EXERCISE DETAILS: Render the material below, from the line with "glass of red" up to and including the line with "point(280, 322)", as a Markdown table with columns "No." and "Entry", where each row holds its number and one line, with blank lines and pictures left out.

DATA SUPPLIED:
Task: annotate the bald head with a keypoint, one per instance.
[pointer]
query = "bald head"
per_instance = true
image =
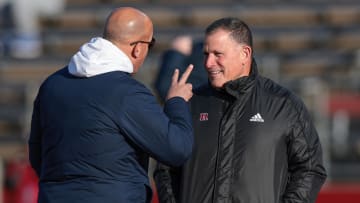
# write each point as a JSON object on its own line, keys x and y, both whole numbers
{"x": 126, "y": 24}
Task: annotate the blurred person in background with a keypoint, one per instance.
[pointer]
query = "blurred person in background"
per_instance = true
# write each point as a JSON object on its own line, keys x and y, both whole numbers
{"x": 94, "y": 126}
{"x": 21, "y": 182}
{"x": 184, "y": 50}
{"x": 25, "y": 40}
{"x": 255, "y": 141}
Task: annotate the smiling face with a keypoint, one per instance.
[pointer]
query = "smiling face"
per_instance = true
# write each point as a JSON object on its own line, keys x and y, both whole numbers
{"x": 225, "y": 59}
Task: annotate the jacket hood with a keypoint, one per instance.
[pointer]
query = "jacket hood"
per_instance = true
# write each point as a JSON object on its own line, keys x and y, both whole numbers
{"x": 97, "y": 57}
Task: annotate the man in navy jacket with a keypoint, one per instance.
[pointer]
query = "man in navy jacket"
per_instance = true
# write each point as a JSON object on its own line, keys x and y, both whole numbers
{"x": 94, "y": 126}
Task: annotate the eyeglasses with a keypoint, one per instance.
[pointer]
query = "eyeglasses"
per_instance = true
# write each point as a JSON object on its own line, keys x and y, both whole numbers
{"x": 150, "y": 44}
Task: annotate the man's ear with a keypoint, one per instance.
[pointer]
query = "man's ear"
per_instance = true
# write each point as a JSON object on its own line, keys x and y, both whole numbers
{"x": 247, "y": 51}
{"x": 136, "y": 51}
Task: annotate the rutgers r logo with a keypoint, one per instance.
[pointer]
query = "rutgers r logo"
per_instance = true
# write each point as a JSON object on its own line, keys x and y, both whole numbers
{"x": 204, "y": 116}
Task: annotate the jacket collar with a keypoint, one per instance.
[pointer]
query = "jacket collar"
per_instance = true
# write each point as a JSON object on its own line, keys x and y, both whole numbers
{"x": 243, "y": 84}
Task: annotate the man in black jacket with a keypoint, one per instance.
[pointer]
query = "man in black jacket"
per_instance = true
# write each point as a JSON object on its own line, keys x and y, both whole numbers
{"x": 254, "y": 140}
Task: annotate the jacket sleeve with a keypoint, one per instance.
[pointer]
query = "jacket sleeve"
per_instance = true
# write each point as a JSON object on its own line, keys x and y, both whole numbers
{"x": 34, "y": 141}
{"x": 171, "y": 59}
{"x": 166, "y": 183}
{"x": 166, "y": 134}
{"x": 307, "y": 173}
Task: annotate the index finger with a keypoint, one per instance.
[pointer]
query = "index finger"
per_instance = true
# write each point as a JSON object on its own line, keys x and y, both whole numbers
{"x": 186, "y": 74}
{"x": 175, "y": 76}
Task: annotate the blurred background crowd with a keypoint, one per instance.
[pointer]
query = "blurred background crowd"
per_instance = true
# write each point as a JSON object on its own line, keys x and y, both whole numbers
{"x": 310, "y": 46}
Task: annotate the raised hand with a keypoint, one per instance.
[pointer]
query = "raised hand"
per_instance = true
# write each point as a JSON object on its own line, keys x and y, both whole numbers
{"x": 179, "y": 88}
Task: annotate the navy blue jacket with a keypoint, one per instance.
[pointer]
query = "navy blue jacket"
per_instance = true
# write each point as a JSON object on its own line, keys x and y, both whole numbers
{"x": 91, "y": 137}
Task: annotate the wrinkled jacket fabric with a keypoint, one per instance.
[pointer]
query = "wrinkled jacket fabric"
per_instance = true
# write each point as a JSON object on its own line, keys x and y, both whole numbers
{"x": 91, "y": 137}
{"x": 254, "y": 143}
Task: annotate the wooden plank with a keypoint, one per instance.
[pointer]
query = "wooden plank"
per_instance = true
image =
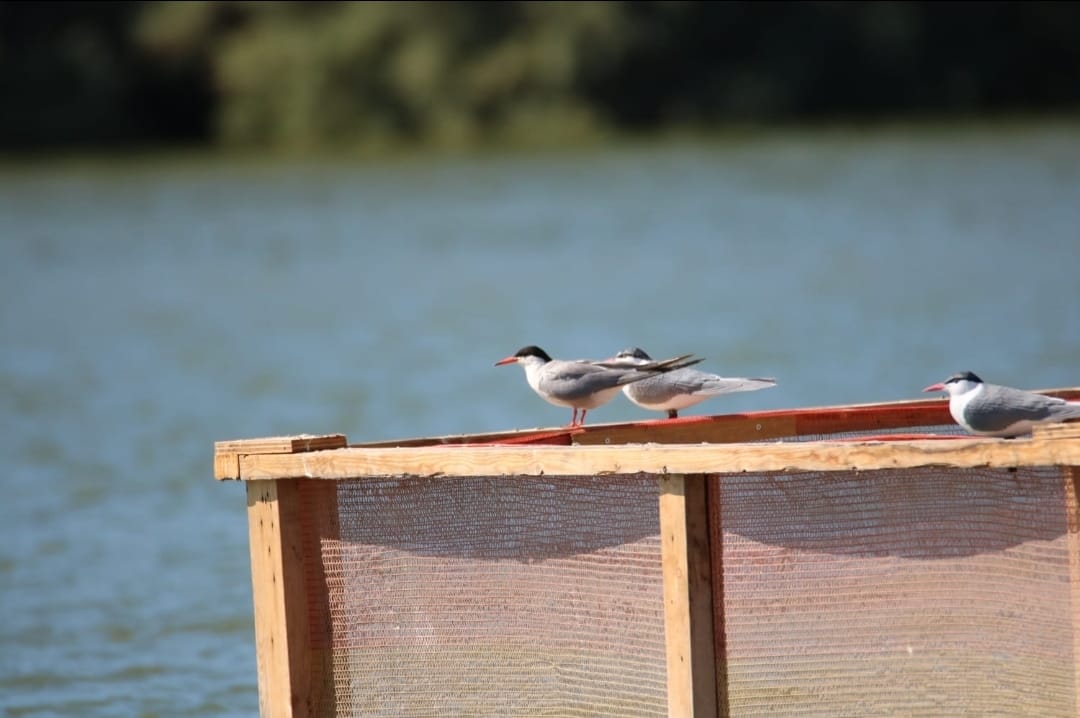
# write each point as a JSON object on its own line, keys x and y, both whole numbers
{"x": 688, "y": 599}
{"x": 692, "y": 430}
{"x": 714, "y": 429}
{"x": 227, "y": 454}
{"x": 282, "y": 444}
{"x": 1071, "y": 478}
{"x": 433, "y": 462}
{"x": 281, "y": 610}
{"x": 1069, "y": 430}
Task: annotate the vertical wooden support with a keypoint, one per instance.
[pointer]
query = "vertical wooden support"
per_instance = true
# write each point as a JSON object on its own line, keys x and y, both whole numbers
{"x": 1071, "y": 476}
{"x": 688, "y": 597}
{"x": 281, "y": 606}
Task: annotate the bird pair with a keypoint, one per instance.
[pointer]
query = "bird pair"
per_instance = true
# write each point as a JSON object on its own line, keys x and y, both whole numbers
{"x": 660, "y": 385}
{"x": 669, "y": 385}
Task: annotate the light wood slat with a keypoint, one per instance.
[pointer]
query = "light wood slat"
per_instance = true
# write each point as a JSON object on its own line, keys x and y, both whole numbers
{"x": 439, "y": 461}
{"x": 688, "y": 598}
{"x": 1071, "y": 479}
{"x": 282, "y": 634}
{"x": 282, "y": 444}
{"x": 227, "y": 454}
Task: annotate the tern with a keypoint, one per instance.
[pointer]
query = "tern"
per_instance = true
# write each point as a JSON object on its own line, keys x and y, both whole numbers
{"x": 680, "y": 388}
{"x": 993, "y": 410}
{"x": 582, "y": 384}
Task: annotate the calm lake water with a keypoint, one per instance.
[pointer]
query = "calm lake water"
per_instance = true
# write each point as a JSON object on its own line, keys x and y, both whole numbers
{"x": 151, "y": 309}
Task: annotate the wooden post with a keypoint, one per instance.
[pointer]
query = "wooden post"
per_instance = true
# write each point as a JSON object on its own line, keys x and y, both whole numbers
{"x": 281, "y": 605}
{"x": 292, "y": 674}
{"x": 1071, "y": 476}
{"x": 688, "y": 597}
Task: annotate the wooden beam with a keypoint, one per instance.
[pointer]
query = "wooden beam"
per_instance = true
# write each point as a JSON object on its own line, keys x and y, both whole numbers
{"x": 1071, "y": 478}
{"x": 688, "y": 597}
{"x": 227, "y": 454}
{"x": 282, "y": 634}
{"x": 441, "y": 461}
{"x": 715, "y": 429}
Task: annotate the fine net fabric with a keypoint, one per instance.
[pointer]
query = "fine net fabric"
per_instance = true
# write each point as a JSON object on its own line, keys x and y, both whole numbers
{"x": 928, "y": 592}
{"x": 917, "y": 592}
{"x": 490, "y": 597}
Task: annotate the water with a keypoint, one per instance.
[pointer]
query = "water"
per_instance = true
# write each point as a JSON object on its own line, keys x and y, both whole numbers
{"x": 150, "y": 309}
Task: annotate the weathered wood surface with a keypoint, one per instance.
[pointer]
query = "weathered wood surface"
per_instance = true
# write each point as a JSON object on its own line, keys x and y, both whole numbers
{"x": 686, "y": 558}
{"x": 282, "y": 638}
{"x": 1042, "y": 449}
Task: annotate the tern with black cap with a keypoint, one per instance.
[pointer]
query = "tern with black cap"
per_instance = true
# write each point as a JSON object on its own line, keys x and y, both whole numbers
{"x": 994, "y": 410}
{"x": 583, "y": 384}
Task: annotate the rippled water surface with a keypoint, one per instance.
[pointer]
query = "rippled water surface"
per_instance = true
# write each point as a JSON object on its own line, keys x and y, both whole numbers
{"x": 152, "y": 308}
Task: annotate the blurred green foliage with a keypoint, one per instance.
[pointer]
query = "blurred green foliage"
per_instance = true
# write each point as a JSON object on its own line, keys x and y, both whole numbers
{"x": 325, "y": 75}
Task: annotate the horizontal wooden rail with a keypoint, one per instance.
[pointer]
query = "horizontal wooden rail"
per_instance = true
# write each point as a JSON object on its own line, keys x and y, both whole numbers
{"x": 1054, "y": 445}
{"x": 728, "y": 428}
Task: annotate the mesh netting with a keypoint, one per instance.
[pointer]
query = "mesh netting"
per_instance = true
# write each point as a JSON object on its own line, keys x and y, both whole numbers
{"x": 495, "y": 597}
{"x": 928, "y": 592}
{"x": 918, "y": 592}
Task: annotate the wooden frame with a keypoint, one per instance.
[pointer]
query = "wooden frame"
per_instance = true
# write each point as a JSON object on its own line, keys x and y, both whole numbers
{"x": 291, "y": 676}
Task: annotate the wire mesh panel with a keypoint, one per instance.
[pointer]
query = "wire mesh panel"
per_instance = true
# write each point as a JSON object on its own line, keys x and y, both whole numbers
{"x": 921, "y": 592}
{"x": 488, "y": 596}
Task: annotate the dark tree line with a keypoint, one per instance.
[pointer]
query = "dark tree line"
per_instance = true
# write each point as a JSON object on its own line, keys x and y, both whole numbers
{"x": 311, "y": 75}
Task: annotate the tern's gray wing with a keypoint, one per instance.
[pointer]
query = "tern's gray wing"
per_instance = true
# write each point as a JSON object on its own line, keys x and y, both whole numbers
{"x": 682, "y": 382}
{"x": 997, "y": 408}
{"x": 575, "y": 380}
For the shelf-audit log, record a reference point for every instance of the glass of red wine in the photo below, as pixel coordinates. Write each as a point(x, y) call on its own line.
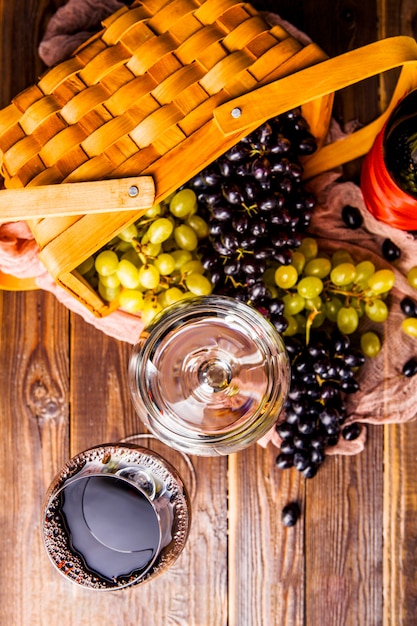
point(117, 515)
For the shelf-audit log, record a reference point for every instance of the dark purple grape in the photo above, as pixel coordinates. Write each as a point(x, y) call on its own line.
point(409, 368)
point(307, 145)
point(352, 217)
point(390, 250)
point(233, 193)
point(240, 222)
point(310, 470)
point(284, 430)
point(301, 459)
point(352, 431)
point(230, 241)
point(237, 153)
point(261, 169)
point(221, 213)
point(287, 446)
point(409, 306)
point(284, 461)
point(280, 322)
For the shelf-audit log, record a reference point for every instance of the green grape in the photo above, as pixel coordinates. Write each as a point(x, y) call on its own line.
point(376, 310)
point(132, 256)
point(171, 295)
point(370, 344)
point(129, 233)
point(359, 305)
point(150, 308)
point(313, 304)
point(364, 271)
point(199, 226)
point(198, 284)
point(309, 248)
point(181, 257)
point(149, 277)
point(286, 276)
point(298, 260)
point(154, 211)
point(409, 326)
point(183, 203)
point(160, 230)
point(131, 300)
point(193, 266)
point(165, 264)
point(86, 266)
point(341, 256)
point(106, 262)
point(128, 274)
point(269, 277)
point(347, 319)
point(302, 322)
point(185, 237)
point(111, 282)
point(332, 307)
point(293, 304)
point(150, 249)
point(318, 319)
point(310, 287)
point(108, 293)
point(320, 267)
point(343, 274)
point(382, 281)
point(412, 277)
point(292, 327)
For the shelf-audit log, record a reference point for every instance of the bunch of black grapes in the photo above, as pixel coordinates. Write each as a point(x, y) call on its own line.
point(257, 208)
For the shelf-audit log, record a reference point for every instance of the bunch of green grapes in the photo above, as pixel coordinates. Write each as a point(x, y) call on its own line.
point(153, 262)
point(315, 288)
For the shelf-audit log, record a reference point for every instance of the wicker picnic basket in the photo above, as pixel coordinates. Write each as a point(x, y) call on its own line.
point(160, 92)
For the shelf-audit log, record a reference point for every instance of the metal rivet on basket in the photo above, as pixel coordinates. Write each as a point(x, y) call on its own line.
point(133, 191)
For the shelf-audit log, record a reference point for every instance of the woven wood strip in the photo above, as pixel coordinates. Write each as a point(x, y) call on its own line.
point(150, 52)
point(173, 86)
point(58, 74)
point(170, 17)
point(130, 94)
point(9, 116)
point(123, 22)
point(268, 62)
point(38, 113)
point(225, 71)
point(84, 102)
point(212, 10)
point(244, 33)
point(191, 47)
point(60, 144)
point(108, 134)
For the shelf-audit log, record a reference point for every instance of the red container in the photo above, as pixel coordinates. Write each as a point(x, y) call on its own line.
point(383, 197)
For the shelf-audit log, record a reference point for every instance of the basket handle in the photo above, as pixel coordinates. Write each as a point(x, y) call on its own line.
point(103, 196)
point(322, 79)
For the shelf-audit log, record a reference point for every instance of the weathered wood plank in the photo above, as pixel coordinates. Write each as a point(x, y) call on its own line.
point(343, 539)
point(266, 559)
point(400, 528)
point(34, 425)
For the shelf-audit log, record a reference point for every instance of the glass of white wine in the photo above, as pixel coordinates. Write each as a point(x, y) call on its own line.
point(209, 376)
point(117, 515)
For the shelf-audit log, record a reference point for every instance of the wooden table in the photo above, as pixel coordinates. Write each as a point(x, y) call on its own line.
point(352, 557)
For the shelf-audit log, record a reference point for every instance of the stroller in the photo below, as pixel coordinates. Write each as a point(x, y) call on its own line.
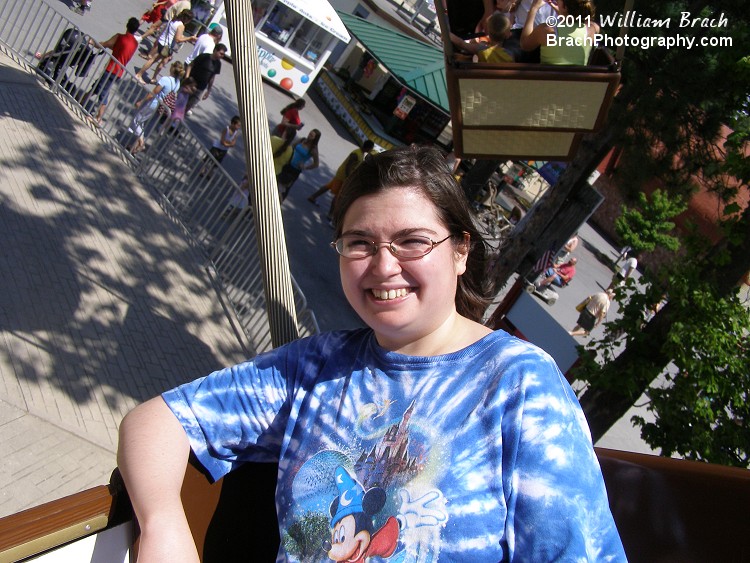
point(72, 51)
point(81, 6)
point(548, 293)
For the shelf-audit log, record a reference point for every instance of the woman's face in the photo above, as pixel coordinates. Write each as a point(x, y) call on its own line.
point(405, 301)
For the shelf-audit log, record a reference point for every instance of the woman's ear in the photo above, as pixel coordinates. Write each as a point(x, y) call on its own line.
point(462, 253)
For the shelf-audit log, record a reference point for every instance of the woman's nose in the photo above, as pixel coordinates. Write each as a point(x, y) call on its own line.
point(384, 261)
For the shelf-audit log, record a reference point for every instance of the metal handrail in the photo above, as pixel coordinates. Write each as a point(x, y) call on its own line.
point(170, 165)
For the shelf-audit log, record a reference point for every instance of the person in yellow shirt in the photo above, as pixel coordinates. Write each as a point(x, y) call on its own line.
point(344, 171)
point(498, 30)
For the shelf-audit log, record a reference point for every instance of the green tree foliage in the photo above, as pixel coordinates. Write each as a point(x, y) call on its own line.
point(699, 403)
point(668, 120)
point(649, 225)
point(304, 538)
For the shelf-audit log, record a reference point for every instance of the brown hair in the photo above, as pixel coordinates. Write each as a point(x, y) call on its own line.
point(580, 8)
point(423, 168)
point(498, 26)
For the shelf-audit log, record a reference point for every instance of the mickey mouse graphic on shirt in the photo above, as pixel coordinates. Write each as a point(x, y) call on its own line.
point(353, 538)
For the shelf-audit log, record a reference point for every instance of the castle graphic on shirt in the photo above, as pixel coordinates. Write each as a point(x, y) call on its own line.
point(389, 459)
point(349, 503)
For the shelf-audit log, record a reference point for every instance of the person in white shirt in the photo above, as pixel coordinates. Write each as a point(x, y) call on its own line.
point(206, 42)
point(520, 11)
point(626, 270)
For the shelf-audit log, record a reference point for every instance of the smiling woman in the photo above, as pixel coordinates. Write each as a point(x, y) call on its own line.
point(423, 436)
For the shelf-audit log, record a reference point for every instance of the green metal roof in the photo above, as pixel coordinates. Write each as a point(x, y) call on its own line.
point(416, 65)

PROBLEM SOLUTION:
| No. | Entry |
|---|---|
| 1 | For the shelf-audit log, record a reference point for every instance of the glass of red wine in the photo below, as pixel coordinates. Write each as a point(x, y) call on its own line. |
| 2 | point(117, 515) |
| 3 | For the shelf-audit log, record a reference point for every instance of the dark purple grape in the photo above, as pixel coordinates. Write each as a point(x, y) call on its own line. |
| 4 | point(409, 368) |
| 5 | point(307, 145) |
| 6 | point(352, 217) |
| 7 | point(390, 250) |
| 8 | point(233, 193) |
| 9 | point(240, 222) |
| 10 | point(310, 470) |
| 11 | point(284, 430) |
| 12 | point(301, 459) |
| 13 | point(352, 431) |
| 14 | point(230, 241) |
| 15 | point(237, 153) |
| 16 | point(261, 169) |
| 17 | point(221, 213) |
| 18 | point(287, 446) |
| 19 | point(409, 306) |
| 20 | point(284, 461) |
| 21 | point(280, 322) |